■ Work order A
In the article on company loyalty and job hopping, what does Kiplinger give as the outlook for pay raises?
■ Work order B
What are all the section headings in the article on company loyalty and job hopping, not counting its title?

■ Selected extract
Does Company Loyalty Pay More than Job Hopping?

Working a 9-5 job for 25 to 30 years of your life no longer seems to be the norm in making a decent living or moving up the ladder of success.

Company loyalty for a long- term employee and even a shorter term employee has diminished considerably and many workers are giving up the dream of an expanded career and are driven to seriously consider job hopping as the conveyance to a better working future. 

Years of Service

Does Company Loyalty Pay More than Job Hopping?

In spite of years of devotion to a company or business, employees are making less and less every year when they remain in one position, and the longer an employee is on the same job, he or she will see limited beneficial aspects in terms of income, so years of service are no longer the pay or career positioning incentive that they once were.

Pay Raise Outlook

According to Kiplinger, the outlook for pay raises is 3 percent, which can vary from employee to employee. Workers with a higher company rating could receive increases in the 4.5 percent to 5 percent range while lower rated employees may only see increases in the 0.7 percent and 1 percent range.

Salaried individuals that receive bonuses could see an overall increase of 11.6 percent in pay with compensation for projects and achievements set at an average of 5.6 percent.

Recession Norms

Does Company Loyalty Pay More than Job Hopping?

■ Data extract
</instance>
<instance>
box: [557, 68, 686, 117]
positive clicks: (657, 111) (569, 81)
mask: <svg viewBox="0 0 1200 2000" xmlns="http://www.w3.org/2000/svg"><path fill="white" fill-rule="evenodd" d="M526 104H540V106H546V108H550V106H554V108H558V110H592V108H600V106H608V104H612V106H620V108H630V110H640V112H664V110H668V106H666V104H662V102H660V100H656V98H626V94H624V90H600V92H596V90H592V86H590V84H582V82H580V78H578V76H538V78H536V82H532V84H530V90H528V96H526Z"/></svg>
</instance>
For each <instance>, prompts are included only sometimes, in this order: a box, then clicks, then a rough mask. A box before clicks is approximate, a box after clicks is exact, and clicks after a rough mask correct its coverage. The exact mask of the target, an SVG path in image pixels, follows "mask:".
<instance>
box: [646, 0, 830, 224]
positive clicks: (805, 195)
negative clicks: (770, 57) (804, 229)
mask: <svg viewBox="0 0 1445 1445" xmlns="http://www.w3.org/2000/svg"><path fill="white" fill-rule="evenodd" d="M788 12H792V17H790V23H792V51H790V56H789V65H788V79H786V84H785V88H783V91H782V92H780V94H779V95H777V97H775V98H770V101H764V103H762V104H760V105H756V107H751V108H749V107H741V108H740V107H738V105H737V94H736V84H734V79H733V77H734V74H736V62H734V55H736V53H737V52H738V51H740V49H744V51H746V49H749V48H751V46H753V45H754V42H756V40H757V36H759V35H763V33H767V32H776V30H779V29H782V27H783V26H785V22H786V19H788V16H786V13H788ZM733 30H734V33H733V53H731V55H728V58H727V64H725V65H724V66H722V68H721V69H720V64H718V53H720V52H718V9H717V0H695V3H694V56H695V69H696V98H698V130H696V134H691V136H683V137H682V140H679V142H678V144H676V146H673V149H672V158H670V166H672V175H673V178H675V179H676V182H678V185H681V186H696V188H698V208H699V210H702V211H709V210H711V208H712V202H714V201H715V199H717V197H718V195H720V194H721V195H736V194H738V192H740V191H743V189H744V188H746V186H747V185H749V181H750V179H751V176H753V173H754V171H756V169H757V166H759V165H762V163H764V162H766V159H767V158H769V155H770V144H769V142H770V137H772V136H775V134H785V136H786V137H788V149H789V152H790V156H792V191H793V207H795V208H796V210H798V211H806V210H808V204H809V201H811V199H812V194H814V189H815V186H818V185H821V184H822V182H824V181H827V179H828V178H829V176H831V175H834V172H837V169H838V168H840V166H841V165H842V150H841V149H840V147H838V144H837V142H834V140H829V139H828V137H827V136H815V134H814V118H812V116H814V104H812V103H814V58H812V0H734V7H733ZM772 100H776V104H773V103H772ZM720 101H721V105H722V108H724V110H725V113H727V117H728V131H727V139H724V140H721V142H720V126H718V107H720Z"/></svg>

■ Written reply A
3 percent

■ Written reply B
Years of Service
Pay Raise Outlook
Recession Norms